Required work:
Could you transcribe all of the data word for word?

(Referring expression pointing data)
◆ ◆ ◆ ◆ ◆ ◆ ◆
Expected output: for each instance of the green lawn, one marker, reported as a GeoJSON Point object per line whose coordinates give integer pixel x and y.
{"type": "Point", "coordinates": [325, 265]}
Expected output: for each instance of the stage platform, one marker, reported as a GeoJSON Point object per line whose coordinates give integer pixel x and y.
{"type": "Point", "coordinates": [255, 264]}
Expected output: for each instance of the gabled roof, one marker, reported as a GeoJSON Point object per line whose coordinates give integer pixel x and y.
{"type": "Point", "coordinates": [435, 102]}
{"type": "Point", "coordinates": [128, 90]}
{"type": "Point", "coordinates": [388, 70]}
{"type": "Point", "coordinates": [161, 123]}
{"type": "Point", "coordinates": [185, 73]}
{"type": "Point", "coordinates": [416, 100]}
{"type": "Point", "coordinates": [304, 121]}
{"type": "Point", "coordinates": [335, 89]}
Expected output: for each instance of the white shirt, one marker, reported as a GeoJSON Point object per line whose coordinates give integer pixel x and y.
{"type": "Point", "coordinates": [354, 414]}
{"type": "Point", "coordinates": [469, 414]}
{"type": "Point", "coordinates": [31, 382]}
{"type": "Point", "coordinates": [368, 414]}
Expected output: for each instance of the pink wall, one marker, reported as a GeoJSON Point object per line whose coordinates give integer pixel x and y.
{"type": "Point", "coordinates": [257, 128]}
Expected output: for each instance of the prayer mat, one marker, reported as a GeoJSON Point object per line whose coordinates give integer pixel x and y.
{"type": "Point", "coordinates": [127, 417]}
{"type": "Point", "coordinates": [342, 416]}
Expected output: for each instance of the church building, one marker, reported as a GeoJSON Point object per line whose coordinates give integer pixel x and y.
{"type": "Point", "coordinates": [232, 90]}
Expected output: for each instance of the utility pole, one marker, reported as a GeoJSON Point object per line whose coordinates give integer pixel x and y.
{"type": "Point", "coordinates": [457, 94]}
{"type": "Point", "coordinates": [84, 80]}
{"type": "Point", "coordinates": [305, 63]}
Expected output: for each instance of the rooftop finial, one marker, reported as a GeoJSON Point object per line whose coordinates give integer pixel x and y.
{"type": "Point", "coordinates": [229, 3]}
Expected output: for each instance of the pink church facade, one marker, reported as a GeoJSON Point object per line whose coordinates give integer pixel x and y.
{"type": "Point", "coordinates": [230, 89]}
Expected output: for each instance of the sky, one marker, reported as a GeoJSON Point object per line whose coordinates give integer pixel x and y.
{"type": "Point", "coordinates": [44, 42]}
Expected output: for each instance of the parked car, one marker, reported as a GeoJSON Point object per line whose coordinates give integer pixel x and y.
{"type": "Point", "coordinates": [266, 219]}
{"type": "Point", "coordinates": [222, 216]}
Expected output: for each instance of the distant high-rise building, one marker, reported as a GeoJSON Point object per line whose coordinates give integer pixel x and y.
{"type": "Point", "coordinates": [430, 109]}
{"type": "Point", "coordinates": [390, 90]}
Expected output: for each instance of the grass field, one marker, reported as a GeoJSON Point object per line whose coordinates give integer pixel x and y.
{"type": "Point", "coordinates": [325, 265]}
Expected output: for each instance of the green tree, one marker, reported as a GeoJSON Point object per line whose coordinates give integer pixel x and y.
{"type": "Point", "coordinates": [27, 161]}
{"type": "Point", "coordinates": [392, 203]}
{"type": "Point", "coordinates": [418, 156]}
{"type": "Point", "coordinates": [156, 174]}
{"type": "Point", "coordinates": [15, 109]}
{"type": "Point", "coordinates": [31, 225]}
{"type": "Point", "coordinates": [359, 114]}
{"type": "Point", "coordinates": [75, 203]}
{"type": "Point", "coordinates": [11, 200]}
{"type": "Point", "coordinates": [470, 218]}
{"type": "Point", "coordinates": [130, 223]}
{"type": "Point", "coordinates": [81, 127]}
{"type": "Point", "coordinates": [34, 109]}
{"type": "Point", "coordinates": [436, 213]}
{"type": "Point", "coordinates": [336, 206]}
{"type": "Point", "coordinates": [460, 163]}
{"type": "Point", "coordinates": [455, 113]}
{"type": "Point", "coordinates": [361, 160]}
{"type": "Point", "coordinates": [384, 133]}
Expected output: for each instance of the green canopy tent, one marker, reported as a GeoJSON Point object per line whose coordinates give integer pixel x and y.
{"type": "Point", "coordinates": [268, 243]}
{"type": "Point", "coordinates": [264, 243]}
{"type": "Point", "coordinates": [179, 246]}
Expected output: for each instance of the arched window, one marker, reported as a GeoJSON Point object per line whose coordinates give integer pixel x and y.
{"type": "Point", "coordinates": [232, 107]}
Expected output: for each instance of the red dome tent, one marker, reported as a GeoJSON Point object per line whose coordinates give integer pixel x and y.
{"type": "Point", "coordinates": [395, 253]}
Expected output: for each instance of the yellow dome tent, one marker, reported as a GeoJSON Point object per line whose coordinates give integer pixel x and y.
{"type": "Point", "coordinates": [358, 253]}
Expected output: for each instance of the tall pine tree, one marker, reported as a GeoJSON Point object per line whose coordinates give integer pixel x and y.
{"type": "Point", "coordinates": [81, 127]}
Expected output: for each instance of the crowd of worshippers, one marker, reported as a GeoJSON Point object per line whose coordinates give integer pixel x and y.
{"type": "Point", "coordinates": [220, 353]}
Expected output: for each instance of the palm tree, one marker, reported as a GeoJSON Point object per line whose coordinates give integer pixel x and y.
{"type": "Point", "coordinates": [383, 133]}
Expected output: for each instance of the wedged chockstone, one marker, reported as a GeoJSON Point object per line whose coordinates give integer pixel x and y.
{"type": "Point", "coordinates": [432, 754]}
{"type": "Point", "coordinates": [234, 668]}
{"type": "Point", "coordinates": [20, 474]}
◆ ◆ ◆ ◆ ◆ ◆ ◆
Written reply:
Expected output: for each instance of the green lawn, one marker, reported as a GeoJSON Point object per line whose coordinates give integer pixel x and y.
{"type": "Point", "coordinates": [325, 265]}
Expected output: for each instance of the stage platform, one marker, reported as a GeoJSON Point object per line whose coordinates give integer pixel x and y.
{"type": "Point", "coordinates": [255, 264]}
Expected output: for each instance of the gabled roof, one marker, reported as a GeoJSON Point object per line whose coordinates give integer pixel x and y.
{"type": "Point", "coordinates": [435, 102]}
{"type": "Point", "coordinates": [128, 90]}
{"type": "Point", "coordinates": [388, 70]}
{"type": "Point", "coordinates": [161, 123]}
{"type": "Point", "coordinates": [185, 73]}
{"type": "Point", "coordinates": [416, 100]}
{"type": "Point", "coordinates": [304, 121]}
{"type": "Point", "coordinates": [335, 89]}
Expected output: for each instance of the white shirt, one marker, reported as a GeoJSON Point object per line whose coordinates give integer pixel x and y.
{"type": "Point", "coordinates": [354, 414]}
{"type": "Point", "coordinates": [469, 414]}
{"type": "Point", "coordinates": [31, 382]}
{"type": "Point", "coordinates": [368, 414]}
Expected output: for each instance of the pink wall, one marker, reported as a GeoJSON Point object per line whose coordinates give integer pixel x and y.
{"type": "Point", "coordinates": [257, 128]}
Expected output: for each instance of the prayer mat, one marker, reported as a GeoJSON Point object per line whose coordinates give integer pixel x and y.
{"type": "Point", "coordinates": [127, 417]}
{"type": "Point", "coordinates": [342, 416]}
Expected output: for each instance of the church building, one marker, reported as a GeoJSON Point object per line whose coordinates give integer pixel x and y.
{"type": "Point", "coordinates": [232, 90]}
Expected output: for each instance of the utility pole, one marker, reported as a GeoJSON Point object per line whose coordinates give integer pixel x and y.
{"type": "Point", "coordinates": [457, 94]}
{"type": "Point", "coordinates": [84, 80]}
{"type": "Point", "coordinates": [305, 63]}
Expected output: for each instance of the rooftop finial, one marker, reported as a GeoJSON Point object per line whose coordinates give integer pixel x and y.
{"type": "Point", "coordinates": [229, 3]}
Expected output: for each instance of the pink church facade, one marker, reported as a GeoJSON Point object per line whose coordinates give integer pixel x and y.
{"type": "Point", "coordinates": [230, 89]}
Expected output: for each instance of the sky, one marker, reported as a GeoJSON Point object per line whose coordinates give integer pixel x and y.
{"type": "Point", "coordinates": [44, 42]}
Expected output: for each instance of the parked car, one marker, reported as a GeoJSON Point object per line whose coordinates give integer pixel x and y.
{"type": "Point", "coordinates": [266, 219]}
{"type": "Point", "coordinates": [222, 216]}
Expected output: for each instance of the distant high-rise building, one marker, reported as a GeoJSON Point object per line whose coordinates give integer pixel x and y.
{"type": "Point", "coordinates": [430, 109]}
{"type": "Point", "coordinates": [390, 90]}
Expected output: for each instance of the grass field, one marker, reported as a GeoJSON Point object per line whose coordinates give integer pixel x and y.
{"type": "Point", "coordinates": [325, 265]}
Expected output: for each instance of the green tree, one marker, reported as a GeoJSON Point object per line whose coordinates give integer pixel x and y.
{"type": "Point", "coordinates": [27, 161]}
{"type": "Point", "coordinates": [392, 203]}
{"type": "Point", "coordinates": [418, 156]}
{"type": "Point", "coordinates": [156, 174]}
{"type": "Point", "coordinates": [15, 109]}
{"type": "Point", "coordinates": [31, 225]}
{"type": "Point", "coordinates": [359, 114]}
{"type": "Point", "coordinates": [75, 203]}
{"type": "Point", "coordinates": [11, 200]}
{"type": "Point", "coordinates": [470, 218]}
{"type": "Point", "coordinates": [130, 223]}
{"type": "Point", "coordinates": [81, 127]}
{"type": "Point", "coordinates": [34, 109]}
{"type": "Point", "coordinates": [436, 213]}
{"type": "Point", "coordinates": [336, 206]}
{"type": "Point", "coordinates": [460, 163]}
{"type": "Point", "coordinates": [455, 113]}
{"type": "Point", "coordinates": [361, 160]}
{"type": "Point", "coordinates": [384, 133]}
Expected output: for each instance of the green canopy tent, one marker, reported as a GeoJSON Point object per line whose coordinates give integer pixel x and y.
{"type": "Point", "coordinates": [268, 243]}
{"type": "Point", "coordinates": [264, 243]}
{"type": "Point", "coordinates": [179, 246]}
Expected output: for each instance of the arched window, one marker, reported as a GeoJSON Point object per line whose coordinates give integer pixel x and y.
{"type": "Point", "coordinates": [232, 107]}
Expected output: for each instance of the red dome tent, one marker, reported as a GeoJSON Point object per line whose coordinates give integer pixel x and y.
{"type": "Point", "coordinates": [395, 253]}
Expected output: for each instance of the yellow dome tent, one marker, reported as a GeoJSON Point object per line whose coordinates give integer pixel x and y.
{"type": "Point", "coordinates": [358, 253]}
Expected output: for each instance of the tall pine tree, one marker, reported as a GeoJSON Point object per line whose coordinates give integer pixel x and y.
{"type": "Point", "coordinates": [81, 127]}
Expected output: for each instance of the crowd of worshippers, one marker, reported as a GeoJSON Point object per line whose coordinates give integer pixel x and y.
{"type": "Point", "coordinates": [220, 353]}
Expected output: for each instance of the palm tree, one marker, reported as a GeoJSON Point object per line whose coordinates give integer pixel x and y.
{"type": "Point", "coordinates": [383, 133]}
Expected output: for each instance of the wedged chockstone, one marker, reported as a GeoJSON Point object per line whose coordinates give integer pixel x and y.
{"type": "Point", "coordinates": [432, 754]}
{"type": "Point", "coordinates": [234, 668]}
{"type": "Point", "coordinates": [20, 474]}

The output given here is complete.